◆ Problem description
The line with "Could you point out every instance of the finish" marks where to begin. Please copy it and each line after it to the end of the records below, exactly.

Segment Start: Task data

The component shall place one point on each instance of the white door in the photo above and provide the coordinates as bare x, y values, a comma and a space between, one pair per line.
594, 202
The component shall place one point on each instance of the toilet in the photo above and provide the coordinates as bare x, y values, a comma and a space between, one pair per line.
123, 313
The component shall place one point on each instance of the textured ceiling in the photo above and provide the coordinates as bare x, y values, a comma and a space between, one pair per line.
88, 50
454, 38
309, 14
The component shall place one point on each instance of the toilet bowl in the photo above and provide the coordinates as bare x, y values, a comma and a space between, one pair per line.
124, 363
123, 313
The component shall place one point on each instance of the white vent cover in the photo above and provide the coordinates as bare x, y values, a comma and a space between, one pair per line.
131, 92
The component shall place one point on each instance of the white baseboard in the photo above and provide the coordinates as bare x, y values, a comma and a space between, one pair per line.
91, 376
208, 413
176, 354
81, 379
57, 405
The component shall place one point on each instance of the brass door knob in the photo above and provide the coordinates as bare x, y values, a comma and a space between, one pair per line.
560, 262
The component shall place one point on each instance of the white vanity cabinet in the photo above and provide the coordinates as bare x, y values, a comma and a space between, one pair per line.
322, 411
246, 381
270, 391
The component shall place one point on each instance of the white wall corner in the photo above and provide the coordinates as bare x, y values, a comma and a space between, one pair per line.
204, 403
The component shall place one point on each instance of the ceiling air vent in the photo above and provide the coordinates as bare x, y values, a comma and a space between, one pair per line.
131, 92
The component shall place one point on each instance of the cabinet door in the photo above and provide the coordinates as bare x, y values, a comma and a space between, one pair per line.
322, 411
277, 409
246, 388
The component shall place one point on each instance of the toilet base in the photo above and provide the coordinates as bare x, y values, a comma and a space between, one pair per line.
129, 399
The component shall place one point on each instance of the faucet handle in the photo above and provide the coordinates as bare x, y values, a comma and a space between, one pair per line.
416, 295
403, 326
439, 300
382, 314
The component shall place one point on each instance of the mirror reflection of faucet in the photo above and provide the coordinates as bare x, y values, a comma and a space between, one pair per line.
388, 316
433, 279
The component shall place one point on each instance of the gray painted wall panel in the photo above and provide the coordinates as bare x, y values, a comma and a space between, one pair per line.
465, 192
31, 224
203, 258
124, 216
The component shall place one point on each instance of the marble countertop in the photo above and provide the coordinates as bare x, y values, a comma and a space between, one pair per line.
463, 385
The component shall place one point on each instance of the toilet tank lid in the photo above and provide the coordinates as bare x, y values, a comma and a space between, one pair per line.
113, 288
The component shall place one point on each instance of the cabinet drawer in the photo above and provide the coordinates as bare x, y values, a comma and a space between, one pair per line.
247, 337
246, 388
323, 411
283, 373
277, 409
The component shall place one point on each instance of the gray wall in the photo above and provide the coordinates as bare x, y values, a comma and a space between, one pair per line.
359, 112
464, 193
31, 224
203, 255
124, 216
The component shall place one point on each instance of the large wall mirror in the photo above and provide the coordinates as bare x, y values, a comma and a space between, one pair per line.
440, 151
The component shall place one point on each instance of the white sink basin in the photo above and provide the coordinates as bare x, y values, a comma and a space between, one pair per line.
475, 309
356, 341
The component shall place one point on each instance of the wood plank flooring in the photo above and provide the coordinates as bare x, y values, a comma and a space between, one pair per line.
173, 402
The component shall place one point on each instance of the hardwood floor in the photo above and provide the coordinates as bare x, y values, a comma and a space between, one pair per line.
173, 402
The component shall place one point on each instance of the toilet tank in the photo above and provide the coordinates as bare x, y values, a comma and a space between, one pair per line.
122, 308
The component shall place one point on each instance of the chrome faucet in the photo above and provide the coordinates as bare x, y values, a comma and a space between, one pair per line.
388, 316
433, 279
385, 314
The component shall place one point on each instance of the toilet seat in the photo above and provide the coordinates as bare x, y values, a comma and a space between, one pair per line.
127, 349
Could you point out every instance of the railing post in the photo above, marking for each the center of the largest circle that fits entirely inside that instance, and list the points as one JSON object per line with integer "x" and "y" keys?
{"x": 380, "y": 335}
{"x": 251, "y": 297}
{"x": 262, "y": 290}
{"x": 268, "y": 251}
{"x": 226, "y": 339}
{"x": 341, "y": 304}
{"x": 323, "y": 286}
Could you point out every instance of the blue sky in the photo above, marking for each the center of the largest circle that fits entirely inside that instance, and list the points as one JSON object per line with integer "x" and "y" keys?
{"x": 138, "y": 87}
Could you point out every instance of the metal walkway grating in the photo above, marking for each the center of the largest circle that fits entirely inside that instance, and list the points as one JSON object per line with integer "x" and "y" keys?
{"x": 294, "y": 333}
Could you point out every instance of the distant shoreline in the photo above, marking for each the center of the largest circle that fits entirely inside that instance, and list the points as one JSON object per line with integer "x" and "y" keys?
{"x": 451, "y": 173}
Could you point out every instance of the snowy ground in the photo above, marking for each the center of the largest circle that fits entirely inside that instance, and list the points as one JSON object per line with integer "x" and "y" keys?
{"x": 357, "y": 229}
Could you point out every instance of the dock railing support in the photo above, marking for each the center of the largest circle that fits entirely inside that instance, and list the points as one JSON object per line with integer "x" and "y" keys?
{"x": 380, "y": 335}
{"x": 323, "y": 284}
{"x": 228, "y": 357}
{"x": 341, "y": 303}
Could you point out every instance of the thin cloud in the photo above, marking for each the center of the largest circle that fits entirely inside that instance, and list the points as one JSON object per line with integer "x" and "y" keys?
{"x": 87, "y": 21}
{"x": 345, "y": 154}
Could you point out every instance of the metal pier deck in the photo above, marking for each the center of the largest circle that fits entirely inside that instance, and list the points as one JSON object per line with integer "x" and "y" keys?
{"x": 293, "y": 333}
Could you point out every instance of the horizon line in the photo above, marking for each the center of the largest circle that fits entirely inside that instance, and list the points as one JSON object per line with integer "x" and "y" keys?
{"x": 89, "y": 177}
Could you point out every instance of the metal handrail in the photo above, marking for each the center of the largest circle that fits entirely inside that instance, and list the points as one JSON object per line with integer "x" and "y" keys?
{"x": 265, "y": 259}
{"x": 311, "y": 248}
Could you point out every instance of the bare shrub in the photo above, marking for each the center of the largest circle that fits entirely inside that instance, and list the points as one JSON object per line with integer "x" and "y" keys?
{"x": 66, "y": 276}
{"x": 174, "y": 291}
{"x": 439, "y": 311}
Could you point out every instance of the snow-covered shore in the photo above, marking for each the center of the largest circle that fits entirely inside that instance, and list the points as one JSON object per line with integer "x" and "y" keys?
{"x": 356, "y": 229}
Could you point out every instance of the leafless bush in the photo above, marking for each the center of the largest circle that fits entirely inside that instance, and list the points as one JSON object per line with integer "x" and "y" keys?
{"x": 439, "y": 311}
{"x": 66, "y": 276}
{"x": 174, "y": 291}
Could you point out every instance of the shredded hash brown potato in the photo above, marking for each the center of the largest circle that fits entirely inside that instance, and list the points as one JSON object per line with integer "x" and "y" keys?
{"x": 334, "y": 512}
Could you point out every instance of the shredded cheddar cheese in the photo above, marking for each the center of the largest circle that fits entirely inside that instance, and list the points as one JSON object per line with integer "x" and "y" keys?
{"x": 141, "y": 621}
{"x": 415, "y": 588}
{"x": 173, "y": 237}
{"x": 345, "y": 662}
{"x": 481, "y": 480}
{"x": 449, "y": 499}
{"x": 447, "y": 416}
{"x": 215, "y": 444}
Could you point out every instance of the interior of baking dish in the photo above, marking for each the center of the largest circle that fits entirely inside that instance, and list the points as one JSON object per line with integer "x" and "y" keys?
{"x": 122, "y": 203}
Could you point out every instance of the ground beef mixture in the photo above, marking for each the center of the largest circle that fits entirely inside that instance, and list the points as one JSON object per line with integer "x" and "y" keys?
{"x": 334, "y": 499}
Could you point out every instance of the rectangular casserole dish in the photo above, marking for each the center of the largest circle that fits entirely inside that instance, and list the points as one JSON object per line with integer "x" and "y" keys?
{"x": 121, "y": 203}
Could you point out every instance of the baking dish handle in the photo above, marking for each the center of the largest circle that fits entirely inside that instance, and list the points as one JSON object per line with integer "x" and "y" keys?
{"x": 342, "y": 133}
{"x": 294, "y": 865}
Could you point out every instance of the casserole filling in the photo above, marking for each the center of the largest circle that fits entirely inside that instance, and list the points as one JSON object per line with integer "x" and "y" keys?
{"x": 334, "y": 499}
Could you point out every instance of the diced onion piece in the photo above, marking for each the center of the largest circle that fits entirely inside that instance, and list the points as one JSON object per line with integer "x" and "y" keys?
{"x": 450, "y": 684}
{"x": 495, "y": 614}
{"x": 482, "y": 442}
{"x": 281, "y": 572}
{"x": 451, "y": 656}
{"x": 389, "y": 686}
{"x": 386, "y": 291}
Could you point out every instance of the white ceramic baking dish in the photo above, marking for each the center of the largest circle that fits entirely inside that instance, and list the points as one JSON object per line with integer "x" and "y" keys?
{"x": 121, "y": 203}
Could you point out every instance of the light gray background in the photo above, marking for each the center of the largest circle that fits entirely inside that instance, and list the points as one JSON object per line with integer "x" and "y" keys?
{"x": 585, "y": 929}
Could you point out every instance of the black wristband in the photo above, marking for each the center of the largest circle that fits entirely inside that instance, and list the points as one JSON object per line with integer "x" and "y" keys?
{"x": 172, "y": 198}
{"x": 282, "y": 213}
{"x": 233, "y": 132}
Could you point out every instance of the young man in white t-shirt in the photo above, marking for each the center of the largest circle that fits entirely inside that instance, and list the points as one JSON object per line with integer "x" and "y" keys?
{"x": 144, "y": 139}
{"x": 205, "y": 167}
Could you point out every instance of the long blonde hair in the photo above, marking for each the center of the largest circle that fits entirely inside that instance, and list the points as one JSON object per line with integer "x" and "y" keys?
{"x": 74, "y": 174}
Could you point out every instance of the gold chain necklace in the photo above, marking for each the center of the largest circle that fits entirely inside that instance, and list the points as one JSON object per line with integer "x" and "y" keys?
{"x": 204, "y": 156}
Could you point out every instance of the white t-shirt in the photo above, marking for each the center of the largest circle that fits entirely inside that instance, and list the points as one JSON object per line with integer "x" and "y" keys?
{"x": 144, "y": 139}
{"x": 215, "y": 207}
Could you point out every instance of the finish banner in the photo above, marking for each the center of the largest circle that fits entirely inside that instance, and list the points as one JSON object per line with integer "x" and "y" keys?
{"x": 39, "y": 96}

Segment End: Task data

◆ Response to the task
Could you point out every instance of the finish banner in the photo above, marking for each the center of the largest circle that fits entirely inside that instance, and list the points as one JSON object per line with integer "x" and "y" keys?
{"x": 39, "y": 96}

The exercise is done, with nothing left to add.